Please output the data below word for word, keeping every line as it stands, but leave the pictures out.

▶ [Information supplied]
_ _ _ _ _
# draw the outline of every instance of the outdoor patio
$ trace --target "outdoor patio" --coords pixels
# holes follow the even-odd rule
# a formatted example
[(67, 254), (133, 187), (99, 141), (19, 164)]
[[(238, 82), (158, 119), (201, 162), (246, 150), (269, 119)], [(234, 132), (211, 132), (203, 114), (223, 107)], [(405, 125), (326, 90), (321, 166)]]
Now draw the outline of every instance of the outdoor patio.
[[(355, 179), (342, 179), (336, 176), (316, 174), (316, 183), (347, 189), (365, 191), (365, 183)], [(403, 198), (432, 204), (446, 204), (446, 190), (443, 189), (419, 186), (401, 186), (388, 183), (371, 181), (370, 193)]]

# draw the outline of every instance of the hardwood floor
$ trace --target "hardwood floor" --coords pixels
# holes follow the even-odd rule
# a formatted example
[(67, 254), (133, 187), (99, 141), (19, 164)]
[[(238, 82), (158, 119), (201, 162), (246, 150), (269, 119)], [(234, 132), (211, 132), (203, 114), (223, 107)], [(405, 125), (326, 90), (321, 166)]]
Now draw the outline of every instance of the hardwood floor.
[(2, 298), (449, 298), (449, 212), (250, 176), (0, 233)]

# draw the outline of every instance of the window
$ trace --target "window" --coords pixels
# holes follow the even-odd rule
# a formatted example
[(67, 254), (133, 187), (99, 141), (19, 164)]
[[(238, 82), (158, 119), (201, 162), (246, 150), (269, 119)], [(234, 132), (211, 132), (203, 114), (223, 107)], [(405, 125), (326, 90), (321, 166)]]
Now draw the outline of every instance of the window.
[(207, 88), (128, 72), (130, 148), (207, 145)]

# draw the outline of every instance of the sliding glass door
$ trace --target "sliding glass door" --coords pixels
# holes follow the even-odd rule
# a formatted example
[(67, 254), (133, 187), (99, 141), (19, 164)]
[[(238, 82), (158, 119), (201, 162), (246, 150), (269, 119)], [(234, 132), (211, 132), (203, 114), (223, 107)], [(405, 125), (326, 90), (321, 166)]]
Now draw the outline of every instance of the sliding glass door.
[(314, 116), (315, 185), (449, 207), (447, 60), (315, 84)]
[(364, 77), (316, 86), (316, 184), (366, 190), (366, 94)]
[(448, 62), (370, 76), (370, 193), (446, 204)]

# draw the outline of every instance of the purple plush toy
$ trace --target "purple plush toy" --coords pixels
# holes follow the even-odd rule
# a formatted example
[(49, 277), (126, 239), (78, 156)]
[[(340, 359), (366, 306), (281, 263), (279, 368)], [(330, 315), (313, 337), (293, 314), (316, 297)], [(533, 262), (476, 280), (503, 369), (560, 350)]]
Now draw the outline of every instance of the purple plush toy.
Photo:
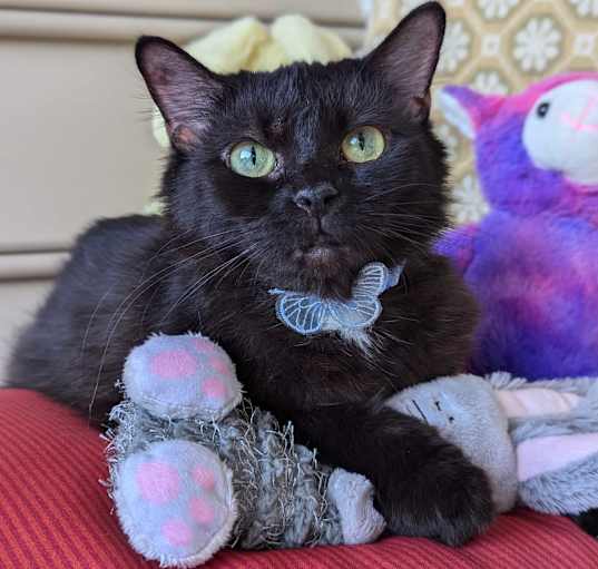
[(440, 95), (473, 139), (491, 212), (443, 237), (482, 307), (474, 373), (598, 373), (598, 73), (510, 97)]

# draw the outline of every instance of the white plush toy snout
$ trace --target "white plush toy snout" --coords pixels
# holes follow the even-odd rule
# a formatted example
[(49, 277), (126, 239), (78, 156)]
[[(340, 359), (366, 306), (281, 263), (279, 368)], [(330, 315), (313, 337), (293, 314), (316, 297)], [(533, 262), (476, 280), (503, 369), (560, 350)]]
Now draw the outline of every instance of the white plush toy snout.
[(526, 119), (523, 146), (537, 167), (598, 186), (598, 81), (570, 81), (543, 94)]

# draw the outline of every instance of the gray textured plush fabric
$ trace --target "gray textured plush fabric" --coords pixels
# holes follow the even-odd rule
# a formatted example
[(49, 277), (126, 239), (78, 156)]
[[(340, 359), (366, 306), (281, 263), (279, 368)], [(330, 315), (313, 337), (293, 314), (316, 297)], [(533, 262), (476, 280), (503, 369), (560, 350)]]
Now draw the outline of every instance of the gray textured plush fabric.
[(194, 567), (218, 549), (367, 543), (374, 489), (295, 445), (243, 399), (228, 355), (200, 334), (154, 335), (129, 354), (110, 415), (111, 494), (133, 547)]
[(156, 441), (202, 443), (233, 470), (238, 518), (234, 543), (246, 549), (343, 542), (336, 507), (326, 498), (331, 469), (314, 452), (295, 445), (290, 426), (281, 429), (269, 413), (244, 401), (215, 421), (159, 419), (130, 401), (110, 415), (117, 429), (109, 433), (112, 480), (125, 457)]

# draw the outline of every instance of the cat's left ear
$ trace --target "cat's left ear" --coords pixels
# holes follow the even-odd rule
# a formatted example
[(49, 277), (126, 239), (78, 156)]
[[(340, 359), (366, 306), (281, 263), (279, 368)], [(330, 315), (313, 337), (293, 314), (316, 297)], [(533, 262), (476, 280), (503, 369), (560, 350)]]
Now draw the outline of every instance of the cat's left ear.
[(414, 118), (430, 114), (430, 85), (440, 57), (447, 16), (438, 2), (427, 2), (404, 18), (366, 58), (382, 73)]
[(222, 96), (222, 78), (163, 38), (139, 38), (135, 56), (173, 146), (194, 148)]

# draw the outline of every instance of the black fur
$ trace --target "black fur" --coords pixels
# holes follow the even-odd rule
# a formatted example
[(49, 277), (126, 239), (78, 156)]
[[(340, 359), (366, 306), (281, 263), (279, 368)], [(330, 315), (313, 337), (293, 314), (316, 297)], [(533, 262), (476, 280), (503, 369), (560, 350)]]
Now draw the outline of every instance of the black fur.
[[(292, 420), (325, 461), (374, 482), (392, 531), (450, 545), (482, 531), (493, 517), (484, 474), (433, 428), (380, 404), (463, 371), (476, 320), (461, 281), (430, 253), (447, 226), (444, 154), (428, 121), (443, 24), (432, 3), (366, 60), (226, 77), (141, 39), (139, 67), (174, 146), (166, 215), (102, 220), (79, 238), (20, 337), (13, 384), (104, 421), (133, 346), (200, 330), (228, 351), (255, 403)], [(360, 125), (380, 128), (386, 149), (351, 164), (340, 145)], [(276, 151), (269, 176), (228, 168), (228, 149), (247, 138)], [(297, 207), (298, 192), (321, 186), (337, 192), (323, 215)], [(316, 245), (324, 255), (310, 254)], [(402, 259), (371, 357), (276, 320), (272, 287), (346, 297), (365, 263)]]

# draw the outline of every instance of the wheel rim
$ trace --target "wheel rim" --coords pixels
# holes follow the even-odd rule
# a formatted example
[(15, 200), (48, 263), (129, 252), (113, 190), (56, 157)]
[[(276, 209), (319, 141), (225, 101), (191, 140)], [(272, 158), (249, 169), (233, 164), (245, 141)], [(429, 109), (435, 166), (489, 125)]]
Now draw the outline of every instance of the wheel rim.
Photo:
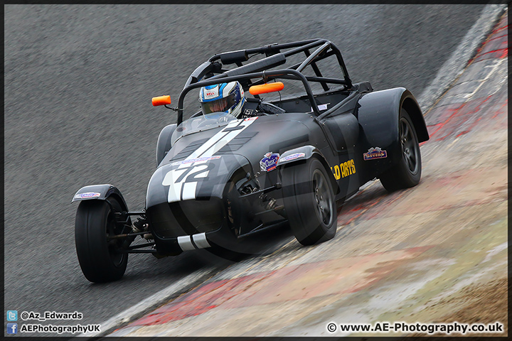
_ _ _ _ _
▶ [Solution to this exercise]
# draw the outline of every instance of the outdoor patio
$ trace --target "outdoor patio" --coords pixels
# holes follow the even-odd rule
# a formatted example
[(67, 254), (133, 187), (99, 141), (19, 164)]
[[(238, 82), (158, 119), (201, 162), (246, 150), (269, 119)], [(234, 132), (211, 132), (203, 114), (223, 107)], [(405, 125), (326, 90), (321, 166)]]
Now draw the outline of every instance of the outdoor patio.
[[(355, 179), (342, 179), (336, 176), (316, 174), (316, 183), (347, 189), (365, 191), (365, 183)], [(403, 198), (432, 204), (446, 204), (446, 190), (443, 189), (419, 186), (401, 186), (388, 183), (371, 181), (370, 193)]]

# draw the outline of every instance of the hardwood floor
$ trace --target "hardwood floor" --coords pixels
# holes follow the even-odd rule
# a formatted example
[(67, 254), (133, 187), (99, 141), (19, 164)]
[[(238, 82), (158, 119), (201, 162), (246, 150), (269, 119)], [(234, 132), (211, 132), (203, 114), (223, 107)], [(405, 125), (326, 90), (321, 166)]]
Now draw the outline of every instance of the hardwood floor.
[(2, 298), (449, 298), (449, 212), (250, 176), (0, 233)]

# draw the outline of every instance of the window
$ trace --target "window" --coords pixels
# holes follow the even-odd rule
# a formatted example
[(67, 254), (133, 187), (99, 141), (19, 164)]
[[(238, 82), (158, 119), (201, 162), (246, 150), (269, 119)], [(234, 132), (211, 132), (203, 114), (223, 107)], [(405, 125), (326, 90), (321, 166)]]
Now draw the outline of every instance of the window.
[(207, 88), (128, 72), (130, 148), (207, 145)]

# draw the outline of every instance of the sliding glass door
$ trace --target "sliding glass door" --coords pixels
# holes follow the even-odd rule
# a formatted example
[(67, 254), (133, 187), (99, 141), (19, 164)]
[[(238, 82), (158, 119), (201, 162), (246, 150), (269, 119)], [(234, 132), (211, 132), (203, 114), (223, 107)], [(405, 125), (326, 90), (321, 166)]]
Now draw the outline of every instance of the sliding glass door.
[(314, 116), (315, 185), (449, 207), (447, 60), (315, 84)]
[(364, 77), (316, 86), (316, 184), (366, 190), (366, 94)]
[(448, 62), (370, 76), (370, 193), (446, 204)]

# draw the outline of every instance of the purple plush toy
$ trace --target "purple plush toy" --coords pixels
# holes follow the even-odd rule
# a formatted example
[(49, 277), (126, 239), (78, 156)]
[[(340, 359), (366, 306), (281, 263), (279, 368)], [(330, 315), (313, 337), (293, 314), (316, 297)], [(533, 262), (476, 280), (503, 369), (560, 350)]]
Now draw the outline of every instance of the purple plush toy.
Photo:
[(440, 95), (473, 139), (491, 212), (443, 237), (482, 307), (474, 373), (598, 373), (598, 73), (510, 97)]

# draw the outline of every instance of the white plush toy snout
$ trace --target "white plush toy snout" --coords pixels
# holes follow the even-odd rule
# a formatted example
[(49, 277), (126, 239), (78, 156)]
[[(340, 359), (366, 306), (281, 263), (279, 368)], [(330, 315), (313, 337), (293, 314), (316, 297)], [(533, 262), (476, 280), (503, 369), (560, 350)]]
Now draw the outline of every instance of the white plush toy snout.
[(526, 119), (523, 146), (537, 167), (598, 186), (598, 81), (570, 81), (543, 94)]

# draw the outline of every instance of the gray textured plush fabric
$ trace --target "gray textured plush fabric" --coords pixels
# holes follow the even-odd rule
# a formatted example
[(49, 277), (126, 239), (78, 156)]
[[(340, 359), (366, 306), (281, 263), (279, 368)], [(330, 315), (313, 337), (293, 314), (316, 297)], [(533, 262), (476, 280), (503, 369), (560, 350)]]
Now draw the outline of every instance of the gray textured plush fabric.
[(194, 567), (218, 549), (367, 543), (374, 489), (295, 445), (243, 399), (228, 355), (200, 334), (154, 335), (129, 354), (110, 415), (111, 494), (133, 547)]
[(156, 441), (202, 443), (233, 470), (238, 518), (234, 543), (246, 549), (343, 542), (336, 507), (326, 498), (331, 469), (314, 452), (295, 445), (290, 426), (281, 429), (269, 413), (244, 401), (215, 421), (159, 419), (130, 401), (110, 415), (117, 429), (109, 433), (112, 480), (125, 457)]

# draw the outline of every instance of the cat's left ear
$ trace --target "cat's left ear" --coords pixels
# holes follow the even-odd rule
# a formatted example
[(49, 277), (126, 239), (78, 156)]
[[(340, 359), (366, 306), (281, 263), (279, 368)], [(330, 315), (313, 337), (293, 314), (316, 297)], [(533, 262), (476, 280), (503, 369), (560, 350)]]
Now draw the outline of every instance of the cat's left ear.
[(414, 118), (430, 114), (430, 85), (440, 57), (447, 16), (438, 2), (427, 2), (404, 18), (366, 58), (382, 73)]
[(222, 96), (222, 78), (163, 38), (139, 38), (135, 56), (173, 146), (194, 148)]

# draw the outline of every instance of the black fur
$ trace --target "black fur" --coords pixels
# holes follow the even-odd rule
# a formatted example
[(49, 277), (126, 239), (78, 156)]
[[(340, 359), (366, 306), (281, 263), (279, 368)], [(330, 315), (313, 337), (293, 314), (316, 297)], [(533, 262), (476, 280), (503, 369), (560, 350)]]
Now draw the outline of every instance of the black fur.
[[(292, 420), (325, 461), (374, 482), (392, 531), (450, 545), (482, 531), (493, 517), (484, 474), (433, 428), (380, 404), (463, 371), (476, 320), (461, 281), (430, 253), (447, 226), (444, 154), (428, 121), (443, 24), (432, 3), (366, 60), (226, 77), (141, 39), (139, 67), (174, 146), (166, 215), (102, 220), (79, 238), (20, 337), (13, 384), (104, 421), (133, 346), (200, 330), (228, 351), (255, 403)], [(360, 125), (380, 128), (386, 149), (351, 164), (340, 145)], [(276, 151), (269, 176), (228, 168), (228, 149), (247, 138)], [(297, 207), (298, 192), (321, 186), (337, 192), (323, 215)], [(316, 245), (324, 255), (310, 254)], [(402, 259), (371, 357), (276, 320), (272, 287), (346, 297), (365, 263)]]

# draw the outline of every instance of the wheel rim
$ trace --target "wheel rim" --coords pixels
# holes follow the even-odd rule
# a formatted example
[(15, 200), (48, 263), (129, 252), (113, 190), (56, 157)]
[[(276, 209), (319, 141), (225, 101), (191, 140)], [(272, 158), (249, 169), (233, 164), (245, 141)], [(429, 109), (435, 166), (489, 125)]]
Now draw the outline of every instance of the wheel rim.
Photo:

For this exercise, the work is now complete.